**Set problem:**
Pull out every line of the rows below that contains the word "blue".

**Material supplied:**
★ ★ ★ ★ ★ ★ ★
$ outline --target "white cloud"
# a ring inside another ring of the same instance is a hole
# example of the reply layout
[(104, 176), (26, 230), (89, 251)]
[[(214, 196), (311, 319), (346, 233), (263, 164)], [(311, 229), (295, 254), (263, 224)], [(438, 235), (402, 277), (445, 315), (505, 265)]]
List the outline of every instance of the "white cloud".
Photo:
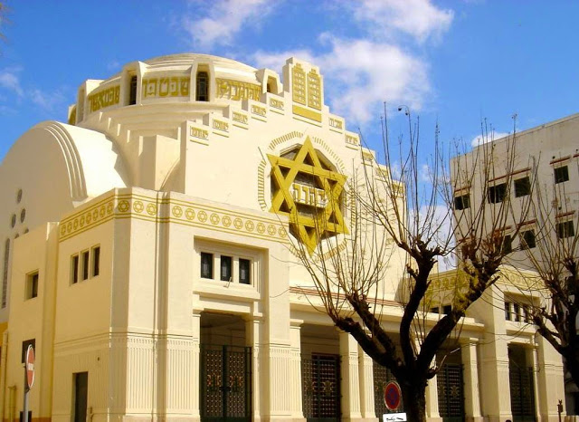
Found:
[[(201, 3), (205, 7), (207, 2)], [(255, 25), (273, 8), (269, 0), (219, 0), (208, 7), (207, 17), (186, 16), (182, 20), (183, 28), (191, 35), (195, 46), (211, 50), (214, 45), (230, 45), (248, 23)]]
[(454, 17), (454, 12), (439, 9), (430, 0), (363, 0), (352, 5), (355, 18), (370, 23), (375, 35), (395, 37), (402, 32), (420, 43), (439, 39)]
[(19, 97), (24, 94), (22, 86), (20, 85), (20, 77), (18, 73), (22, 71), (21, 68), (5, 68), (0, 71), (0, 87), (5, 90), (15, 92)]
[[(428, 64), (391, 43), (371, 40), (344, 40), (323, 34), (330, 51), (315, 54), (308, 50), (268, 53), (258, 52), (253, 59), (259, 67), (280, 70), (291, 56), (320, 67), (329, 82), (325, 84), (333, 111), (357, 123), (380, 114), (384, 101), (405, 103), (418, 110), (430, 92)], [(353, 121), (353, 122), (354, 122)]]
[(494, 130), (490, 131), (488, 135), (482, 136), (479, 135), (472, 139), (470, 141), (470, 145), (472, 148), (479, 147), (479, 145), (486, 144), (487, 142), (492, 142), (493, 140), (500, 139), (501, 138), (505, 138), (508, 136), (508, 132), (495, 132)]

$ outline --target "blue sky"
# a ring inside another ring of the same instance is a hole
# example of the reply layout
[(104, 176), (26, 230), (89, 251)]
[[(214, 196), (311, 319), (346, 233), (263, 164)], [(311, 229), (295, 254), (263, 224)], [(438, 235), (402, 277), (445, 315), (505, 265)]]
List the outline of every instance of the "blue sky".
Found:
[(86, 79), (195, 52), (279, 72), (291, 55), (320, 66), (326, 102), (378, 148), (383, 101), (420, 115), (422, 145), (470, 142), (579, 111), (579, 2), (8, 0), (0, 23), (0, 158), (24, 131), (65, 121)]

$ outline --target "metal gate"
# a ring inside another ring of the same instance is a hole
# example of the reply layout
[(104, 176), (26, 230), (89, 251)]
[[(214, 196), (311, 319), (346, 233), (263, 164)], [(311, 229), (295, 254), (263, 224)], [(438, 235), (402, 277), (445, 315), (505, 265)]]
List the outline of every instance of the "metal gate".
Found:
[(201, 345), (201, 420), (252, 420), (252, 348)]
[(374, 369), (374, 409), (375, 411), (376, 417), (382, 420), (382, 415), (384, 413), (403, 413), (404, 402), (400, 402), (400, 407), (397, 410), (388, 410), (386, 404), (384, 402), (384, 390), (386, 388), (386, 384), (390, 381), (395, 381), (396, 379), (390, 369), (378, 365), (375, 361), (373, 362)]
[(535, 421), (535, 388), (533, 368), (518, 368), (510, 365), (510, 411), (513, 422)]
[(444, 422), (464, 421), (462, 365), (442, 365), (436, 374), (438, 411)]
[(301, 360), (304, 416), (308, 422), (340, 420), (340, 357), (312, 354)]

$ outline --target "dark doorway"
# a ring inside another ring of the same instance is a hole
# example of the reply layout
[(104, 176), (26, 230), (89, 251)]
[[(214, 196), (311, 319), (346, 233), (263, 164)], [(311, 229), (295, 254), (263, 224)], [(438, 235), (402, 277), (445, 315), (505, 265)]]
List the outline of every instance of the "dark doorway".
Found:
[(89, 372), (77, 372), (74, 377), (74, 422), (87, 420)]

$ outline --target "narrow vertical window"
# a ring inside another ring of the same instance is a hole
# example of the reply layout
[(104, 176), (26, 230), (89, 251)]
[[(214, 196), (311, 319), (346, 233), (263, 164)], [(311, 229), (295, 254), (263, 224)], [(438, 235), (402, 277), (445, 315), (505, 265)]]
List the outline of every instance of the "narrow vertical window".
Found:
[(137, 76), (130, 77), (130, 87), (128, 91), (128, 105), (137, 104)]
[(71, 258), (71, 283), (79, 283), (79, 255)]
[(195, 100), (197, 101), (209, 101), (209, 75), (206, 72), (197, 72)]
[(100, 273), (100, 246), (92, 248), (92, 276), (96, 277)]
[(222, 282), (229, 282), (232, 279), (232, 257), (221, 256), (221, 280)]
[(201, 253), (201, 277), (214, 278), (214, 254)]
[(82, 253), (82, 280), (83, 281), (89, 278), (89, 262), (90, 262), (89, 251), (84, 251)]
[(239, 259), (239, 283), (242, 284), (252, 283), (252, 262), (249, 259)]
[(4, 270), (2, 273), (2, 307), (6, 307), (8, 294), (8, 261), (10, 260), (10, 239), (6, 239), (4, 247)]

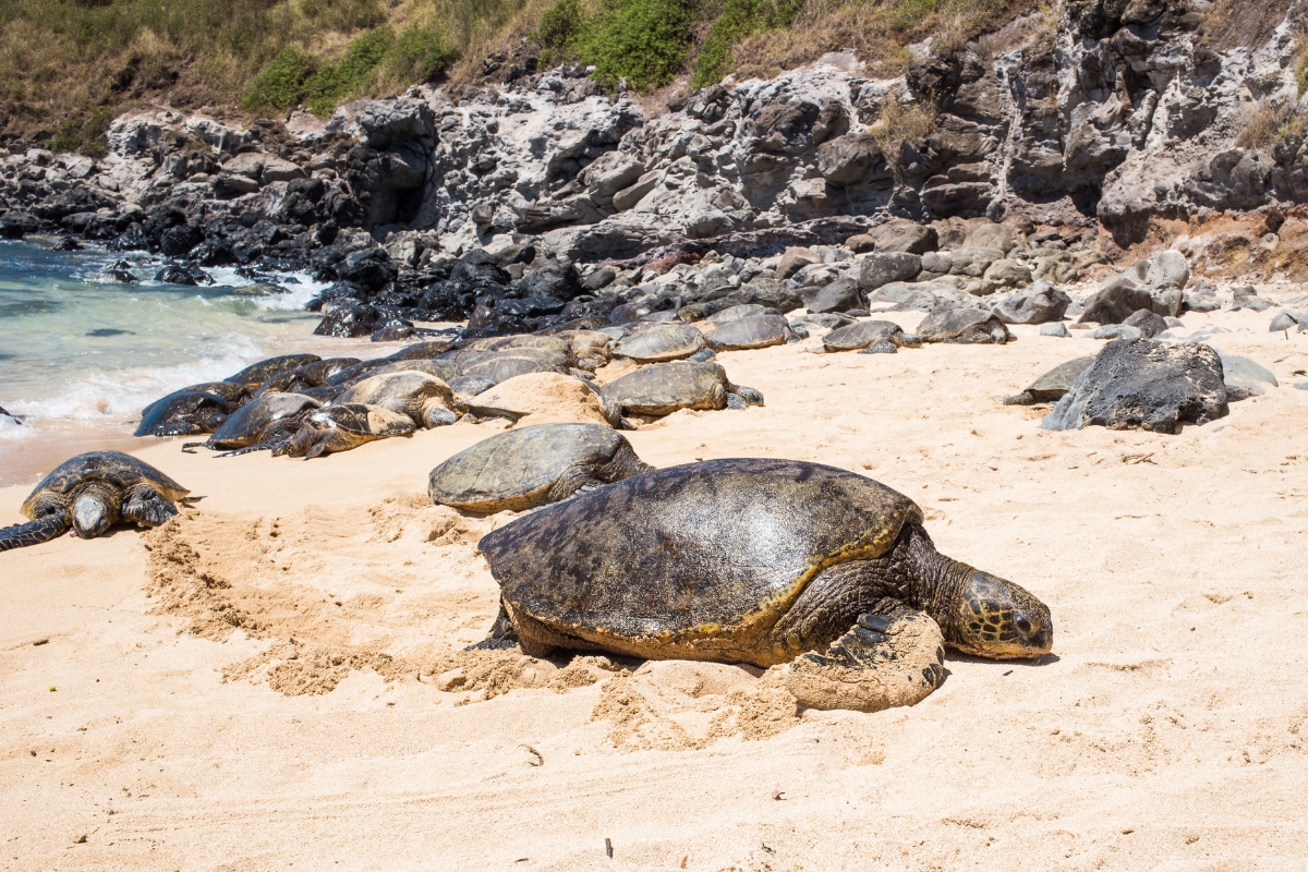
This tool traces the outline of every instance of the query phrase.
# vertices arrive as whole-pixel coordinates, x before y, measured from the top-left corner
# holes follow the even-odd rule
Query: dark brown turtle
[[[938,553],[912,499],[816,463],[649,472],[479,548],[501,601],[483,645],[789,663],[787,686],[815,709],[912,705],[943,679],[944,646],[1012,659],[1053,643],[1044,603]]]
[[[0,529],[0,550],[46,543],[69,528],[94,539],[119,522],[158,527],[190,493],[131,455],[82,454],[41,480],[20,509],[31,522]]]

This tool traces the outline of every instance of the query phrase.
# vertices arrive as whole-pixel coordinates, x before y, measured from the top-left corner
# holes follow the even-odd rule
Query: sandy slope
[[[509,516],[426,505],[426,473],[494,425],[309,463],[146,447],[208,497],[183,522],[0,556],[0,868],[1301,869],[1308,336],[1267,318],[1186,318],[1248,328],[1214,341],[1282,387],[1175,437],[998,405],[1100,345],[1033,328],[723,354],[766,408],[629,434],[657,465],[874,476],[1050,604],[1057,656],[951,656],[875,715],[797,716],[735,667],[459,654]]]

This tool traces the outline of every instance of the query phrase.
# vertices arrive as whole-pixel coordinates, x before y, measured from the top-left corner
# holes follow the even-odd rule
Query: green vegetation
[[[731,71],[731,47],[765,30],[789,27],[803,0],[726,0],[695,59],[696,88],[722,80]]]

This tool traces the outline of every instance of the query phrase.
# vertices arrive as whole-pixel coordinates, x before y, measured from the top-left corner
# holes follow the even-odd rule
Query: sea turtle
[[[816,463],[649,472],[532,512],[477,548],[500,582],[490,647],[790,663],[814,709],[913,705],[944,646],[1037,658],[1049,609],[935,550],[912,499]]]
[[[1031,387],[1022,394],[1001,396],[999,401],[1005,405],[1035,405],[1036,403],[1054,403],[1056,400],[1061,400],[1062,395],[1070,391],[1071,386],[1076,383],[1076,377],[1080,375],[1082,370],[1093,362],[1095,357],[1088,356],[1059,363],[1032,382]]]
[[[480,417],[508,418],[513,424],[623,422],[623,408],[590,382],[559,373],[527,373],[501,382],[466,400]]]
[[[678,409],[743,409],[763,405],[763,394],[727,380],[721,363],[672,361],[642,366],[603,387],[632,414],[671,414]]]
[[[704,333],[689,324],[658,324],[625,336],[613,346],[613,357],[638,363],[658,363],[689,357],[704,348]]]
[[[863,349],[869,353],[893,353],[900,348],[917,348],[921,344],[917,336],[905,333],[903,327],[888,320],[854,322],[837,327],[821,340],[825,352]]]
[[[999,316],[984,309],[937,309],[917,326],[925,343],[995,344],[1014,336]]]
[[[264,394],[237,409],[208,442],[188,442],[182,447],[203,444],[229,455],[276,448],[300,429],[306,414],[320,407],[322,403],[303,394]]]
[[[649,469],[612,428],[538,424],[464,448],[432,469],[426,492],[467,511],[522,511]]]
[[[416,429],[409,416],[379,405],[365,403],[326,405],[306,414],[294,435],[273,447],[272,454],[307,460],[324,454],[349,451],[365,442],[413,435]]]
[[[438,428],[454,424],[454,391],[426,373],[403,371],[370,375],[345,388],[336,404],[365,403],[408,416],[416,426]]]
[[[132,435],[194,435],[213,433],[235,409],[216,394],[174,391],[141,411],[141,422]]]
[[[704,337],[715,352],[785,345],[795,336],[781,315],[751,315],[722,324]]]
[[[0,550],[37,545],[71,527],[94,539],[119,520],[158,527],[191,492],[162,472],[118,451],[92,451],[59,464],[41,480],[20,511],[31,519],[0,529]]]
[[[232,382],[233,384],[245,384],[247,390],[252,391],[275,375],[298,370],[301,366],[307,366],[309,363],[314,363],[320,360],[322,358],[317,354],[283,354],[280,357],[269,357],[266,361],[251,363],[235,375],[229,375],[225,380]]]

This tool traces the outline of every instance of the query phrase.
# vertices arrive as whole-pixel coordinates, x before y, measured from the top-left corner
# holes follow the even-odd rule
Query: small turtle
[[[642,366],[603,387],[632,414],[671,414],[678,409],[743,409],[763,405],[763,394],[727,380],[721,363],[674,361]]]
[[[1061,400],[1063,394],[1070,391],[1071,386],[1076,383],[1076,377],[1080,375],[1082,370],[1093,362],[1095,357],[1090,356],[1059,363],[1032,382],[1031,387],[1022,394],[1001,396],[999,401],[1005,405],[1035,405],[1036,403],[1054,403],[1056,400]]]
[[[921,344],[916,336],[905,333],[903,327],[888,320],[854,322],[845,327],[837,327],[821,340],[825,352],[863,349],[874,354],[893,353],[900,348],[917,348]]]
[[[917,326],[925,343],[994,344],[1014,336],[994,312],[984,309],[937,309]]]
[[[624,337],[613,346],[613,357],[658,363],[689,357],[702,348],[704,333],[689,324],[658,324]]]
[[[50,541],[69,527],[81,539],[94,539],[120,520],[158,527],[177,514],[177,503],[199,498],[190,493],[129,455],[82,454],[41,480],[20,509],[31,522],[0,529],[0,550]]]
[[[705,336],[704,341],[715,352],[732,352],[785,345],[794,337],[794,331],[781,315],[751,315],[722,324]]]
[[[224,455],[247,454],[280,447],[300,429],[300,421],[322,407],[303,394],[264,394],[237,409],[208,442],[188,442],[183,447],[203,444],[226,451]]]
[[[950,560],[908,497],[816,463],[734,459],[649,472],[488,533],[500,582],[485,646],[789,663],[814,709],[913,705],[944,646],[1037,658],[1049,609]]]
[[[251,363],[235,375],[229,375],[225,380],[232,382],[233,384],[245,384],[247,390],[254,391],[275,375],[298,370],[301,366],[307,366],[309,363],[315,363],[320,360],[322,358],[317,354],[283,354],[281,357],[269,357],[266,361]]]
[[[426,492],[467,511],[523,511],[649,469],[611,428],[538,424],[464,448],[432,471]]]
[[[300,422],[300,429],[289,441],[273,447],[273,456],[317,458],[357,448],[365,442],[413,435],[413,418],[400,412],[368,405],[343,403],[314,409]]]
[[[213,433],[235,407],[215,394],[175,391],[141,411],[141,422],[132,435],[194,435]]]
[[[454,407],[450,386],[434,375],[412,370],[370,375],[345,388],[336,403],[379,405],[408,416],[420,428],[438,428],[458,418],[450,411]]]

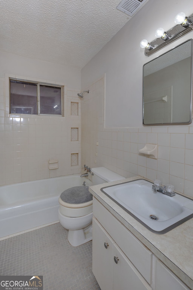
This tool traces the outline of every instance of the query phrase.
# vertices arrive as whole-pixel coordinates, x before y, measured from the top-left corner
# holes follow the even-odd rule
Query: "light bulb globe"
[[[186,15],[183,12],[180,12],[176,15],[174,18],[174,22],[176,24],[181,24],[184,21]]]
[[[143,39],[140,43],[140,46],[142,48],[144,48],[145,47],[146,47],[148,44],[148,42],[146,39]]]
[[[160,28],[158,28],[156,31],[155,35],[156,37],[157,38],[161,37],[162,36],[163,36],[164,33],[164,30],[163,28],[160,27]]]

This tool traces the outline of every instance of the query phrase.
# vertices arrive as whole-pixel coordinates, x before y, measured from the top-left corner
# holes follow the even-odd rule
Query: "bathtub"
★ ★ ★ ★ ★ ★ ★
**Task output:**
$ outline --target "blue sky"
List the outline of every instance of the "blue sky".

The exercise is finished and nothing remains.